本文抜粋>

#065
2022.11.28 Update!!
鈴木健仁GM
17勝10分15敗、10位という成績で幕を閉じた2022シーズン。
尹 晶煥監督との3年間を戦い終えたジェフは、
どんな道のりを選択して次のステージに進むのか。
鈴木健仁GMに「2022総括」と「未来への展望」を聞く。
インタビュー・文=細江克弥
―― 鈴木GM、今日はありがとうございます。まずは2022シーズン全体について、簡単に総括していただけますか?
よろしくお願いします。そうですね……自分たちなりにいろいろな角度から、いろいろな手を尽くしてチャレンジしたことが「失敗」に終わってしまった、そう振り返るしかないシーズンだったと思います。それについて応援してくださる皆さんに申し訳なく思うと同時に、GMという立場でこの1年考えてきたこと、この先について考えていることをお話しできればと思っています。
―― 結果としては17勝10分15敗で勝点「61」。最終順位は10位に終わりました。
2021年はシーズン終盤に13戦負けなしという流れがあっての8位。それを下回る成績に終わってしまいましたし、連勝をして勢いに乗るような時期もほとんどなく、大事な試合で星を落として順位を下げることを繰り返してしまいました。J1昇格を目標としながら、J1参入プレーオフ圏内ですら終えられなかったことの責任を感じていますし、サポーターの皆さんにつらい思いをさせてしまったと思っています。
―― 尹 晶煥監督に指揮権を託して3年目のシーズンでした。コロナ禍での変則日程を含めていろいろな意味で難しい3年間でしたが、結果的には一度もJ1参入プレーオフ圏内に入ることができませんでした。
尹監督が結果に対して強いこだわりを持つ監督であり、そのために現実的なスタイルを選択する監督であることは、サガン鳥栖やセレッソ大阪での実績から理解していた人も多いと思います。もちろん、クラブとしてもそこに大きな期待を寄せて、2020シーズンから監督の仕事をお願いしました。

参照表現ポインティングデータ>
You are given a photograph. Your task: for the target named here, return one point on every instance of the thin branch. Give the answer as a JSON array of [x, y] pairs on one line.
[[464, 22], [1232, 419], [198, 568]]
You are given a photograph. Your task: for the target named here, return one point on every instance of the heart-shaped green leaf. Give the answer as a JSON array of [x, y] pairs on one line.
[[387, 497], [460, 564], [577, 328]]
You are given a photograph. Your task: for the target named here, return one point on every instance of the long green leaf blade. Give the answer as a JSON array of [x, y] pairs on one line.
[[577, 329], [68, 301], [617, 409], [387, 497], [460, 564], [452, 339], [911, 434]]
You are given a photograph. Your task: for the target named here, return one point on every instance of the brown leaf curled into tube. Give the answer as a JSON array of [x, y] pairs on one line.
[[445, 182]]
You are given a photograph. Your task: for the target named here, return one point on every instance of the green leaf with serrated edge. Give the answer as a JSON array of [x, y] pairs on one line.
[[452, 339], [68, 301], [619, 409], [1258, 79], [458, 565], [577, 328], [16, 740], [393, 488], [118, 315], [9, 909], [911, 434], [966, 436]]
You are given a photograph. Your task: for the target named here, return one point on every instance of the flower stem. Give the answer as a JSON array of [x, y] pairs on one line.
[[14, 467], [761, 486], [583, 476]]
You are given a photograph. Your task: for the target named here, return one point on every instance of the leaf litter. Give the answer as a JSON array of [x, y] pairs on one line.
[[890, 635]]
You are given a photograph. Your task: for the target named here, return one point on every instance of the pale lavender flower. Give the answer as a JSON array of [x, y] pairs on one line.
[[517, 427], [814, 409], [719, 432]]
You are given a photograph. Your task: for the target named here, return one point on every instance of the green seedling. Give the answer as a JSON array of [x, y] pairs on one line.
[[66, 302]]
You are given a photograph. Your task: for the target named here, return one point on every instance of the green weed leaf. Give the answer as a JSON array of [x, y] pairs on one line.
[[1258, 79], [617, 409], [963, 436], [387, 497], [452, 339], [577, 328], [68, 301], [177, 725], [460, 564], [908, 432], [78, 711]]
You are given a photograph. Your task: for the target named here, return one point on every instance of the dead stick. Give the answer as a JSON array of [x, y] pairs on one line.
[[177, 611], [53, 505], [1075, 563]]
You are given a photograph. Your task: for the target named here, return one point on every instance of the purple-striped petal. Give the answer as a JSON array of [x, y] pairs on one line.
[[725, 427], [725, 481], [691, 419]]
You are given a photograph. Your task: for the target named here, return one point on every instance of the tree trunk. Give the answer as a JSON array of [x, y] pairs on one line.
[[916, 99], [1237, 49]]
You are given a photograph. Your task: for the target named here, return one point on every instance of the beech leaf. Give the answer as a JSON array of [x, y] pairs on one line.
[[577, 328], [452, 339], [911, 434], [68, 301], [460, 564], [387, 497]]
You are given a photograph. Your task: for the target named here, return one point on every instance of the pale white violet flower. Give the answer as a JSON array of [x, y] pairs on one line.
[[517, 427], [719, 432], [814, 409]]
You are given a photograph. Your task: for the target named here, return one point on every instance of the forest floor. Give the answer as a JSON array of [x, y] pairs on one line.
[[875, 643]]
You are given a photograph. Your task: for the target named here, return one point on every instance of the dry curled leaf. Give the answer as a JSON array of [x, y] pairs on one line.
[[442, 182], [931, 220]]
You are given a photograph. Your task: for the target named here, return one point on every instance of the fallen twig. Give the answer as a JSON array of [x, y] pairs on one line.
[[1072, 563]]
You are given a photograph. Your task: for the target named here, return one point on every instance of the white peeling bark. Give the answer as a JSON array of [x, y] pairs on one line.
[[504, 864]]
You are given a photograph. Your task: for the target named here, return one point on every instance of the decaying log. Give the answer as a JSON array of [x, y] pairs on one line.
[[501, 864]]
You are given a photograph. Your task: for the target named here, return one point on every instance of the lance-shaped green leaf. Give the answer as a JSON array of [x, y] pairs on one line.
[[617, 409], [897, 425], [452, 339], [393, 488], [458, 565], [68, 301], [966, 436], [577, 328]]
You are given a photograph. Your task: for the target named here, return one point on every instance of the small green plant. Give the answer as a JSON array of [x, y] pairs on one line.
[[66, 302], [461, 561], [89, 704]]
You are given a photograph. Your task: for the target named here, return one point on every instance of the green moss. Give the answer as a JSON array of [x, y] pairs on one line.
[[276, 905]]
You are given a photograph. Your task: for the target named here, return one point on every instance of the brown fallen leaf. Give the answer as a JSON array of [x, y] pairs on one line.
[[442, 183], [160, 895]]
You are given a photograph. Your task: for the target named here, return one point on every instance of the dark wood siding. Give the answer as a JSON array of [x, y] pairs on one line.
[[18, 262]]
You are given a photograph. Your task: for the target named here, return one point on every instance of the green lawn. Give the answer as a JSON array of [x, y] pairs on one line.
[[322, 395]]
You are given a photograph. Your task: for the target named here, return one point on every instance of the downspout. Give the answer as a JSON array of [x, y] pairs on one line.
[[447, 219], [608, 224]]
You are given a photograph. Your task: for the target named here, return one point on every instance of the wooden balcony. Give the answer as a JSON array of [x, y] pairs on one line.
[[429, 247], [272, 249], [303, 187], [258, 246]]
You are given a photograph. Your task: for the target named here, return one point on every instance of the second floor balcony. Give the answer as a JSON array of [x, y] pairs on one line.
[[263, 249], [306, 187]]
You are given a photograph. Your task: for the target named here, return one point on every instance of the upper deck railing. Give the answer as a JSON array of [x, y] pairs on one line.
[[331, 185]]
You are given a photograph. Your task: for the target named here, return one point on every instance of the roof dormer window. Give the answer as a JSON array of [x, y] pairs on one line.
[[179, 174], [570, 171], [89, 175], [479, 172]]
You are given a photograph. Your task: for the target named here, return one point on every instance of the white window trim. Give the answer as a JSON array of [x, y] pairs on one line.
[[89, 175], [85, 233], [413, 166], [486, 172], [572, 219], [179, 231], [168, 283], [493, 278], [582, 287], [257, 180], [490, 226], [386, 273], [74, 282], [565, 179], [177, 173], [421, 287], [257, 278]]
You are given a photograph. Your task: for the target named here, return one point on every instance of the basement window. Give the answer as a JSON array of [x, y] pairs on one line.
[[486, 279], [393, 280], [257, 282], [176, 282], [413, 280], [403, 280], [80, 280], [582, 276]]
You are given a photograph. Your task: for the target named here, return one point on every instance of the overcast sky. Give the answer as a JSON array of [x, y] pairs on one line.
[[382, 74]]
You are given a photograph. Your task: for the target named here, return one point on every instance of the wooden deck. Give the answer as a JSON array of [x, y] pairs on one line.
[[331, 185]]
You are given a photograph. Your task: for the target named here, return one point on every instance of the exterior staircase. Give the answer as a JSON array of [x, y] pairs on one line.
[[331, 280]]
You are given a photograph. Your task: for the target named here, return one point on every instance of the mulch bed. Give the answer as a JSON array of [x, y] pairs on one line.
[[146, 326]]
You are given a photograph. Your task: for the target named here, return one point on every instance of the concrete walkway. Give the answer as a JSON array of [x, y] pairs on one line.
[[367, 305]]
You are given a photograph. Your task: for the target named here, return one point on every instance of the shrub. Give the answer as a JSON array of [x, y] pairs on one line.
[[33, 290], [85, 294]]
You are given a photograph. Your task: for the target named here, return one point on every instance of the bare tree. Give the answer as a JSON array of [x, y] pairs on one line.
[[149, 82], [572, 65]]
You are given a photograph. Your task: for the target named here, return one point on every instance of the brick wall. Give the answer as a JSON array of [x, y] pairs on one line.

課題>
[a] 2022シーズン総括のインタビューに名前が出てくるサッカークラブを、すべて挙げよ。
[b] 2022シーズン総括のインタビューを、最後の文の後から続けて書け。
このデータは、2022シーズン総括のインタビューとは別の資料である。

解答>
[a] ジェフ、サガン鳥栖、セレッソ大阪

[b]
指揮を執って3年目である2022年は「勝負の1年」と位置づけていました。1年目の2020シーズンは14位、2年目の2021シーズンと思うような結果が出ませんでしたが、尹監督がこのチームで積み上げてきたものに期待していました。以前にもお話しさせていただいたと思いますが、2021年からは、2020年の反省を踏まえて尹監督のスタイル、尹監督のサッカーに対してより着実に勝点を取るためにどうアレンジしていけばいいかをともに考え、互いに意見を出し合ってたくさんの話をしてきました。
ただ、結果的には最後まで答えを見つけられなかった。勝点を着実に積み上げていくためのスタイルを作ることができなかった。それが一番の敗因だと思っています。
―― この3年は主に守備面に改善が見られた一方、「どうやって点を取るか」が大きなテーマとして浮き彫りになりました。2022シーズンは「主体的にボールを握るサッカー」をその解決策として掲げてスタートしましたが、実現せず、次第に“元の形”にスタイルが戻っていきました。
尹監督との話し合いの中で、チームとして目指すべきところを見つけてキャンプに入りました。ただ、開幕前に感じていた手応えを序盤からうまく表現することができなかった。もちろん、そういう状態でも我慢しながらうまく勝点を拾っていかなければならないのですが、そこもうまくいきませんでした。
やはり、新型コロナウイルス感染症の影響をモロに受けてしまう難しさもありました。ただ、結果的には、2021シーズンを13戦負けなしで終えた勢いを維持することができなかったことが大きく響いたと思いますし、2022シーズンを振り返る上での大きなポイントになってしまいました。
―― その状況を打破するために考えたことは?
尹監督がチーム状況を考慮して、現実的なスタイルに戻して戦おうとするなら、やはりカウンターの精度を上げなければなりません。それについては2021シーズンから「そのためにどうすればいいか」を一緒に考えてきましたし、尹監督自身も大きな課題であると感じていました。ただ、継続的にその改善に取り組んできた中で、カウンター攻撃をチームの武器になるような状態にまで仕上げることができなかった。決定力不足の要因はそこにあったと思います。
―― その問題に対する編成・強化的な反省点はありますか?外から見ていて、ファン・サポーターの皆さんは「今年もカウンターに頼らなければならないけれど、そもそもカウンターで点を取れるチームでもないのでは?」と感じている気がしました。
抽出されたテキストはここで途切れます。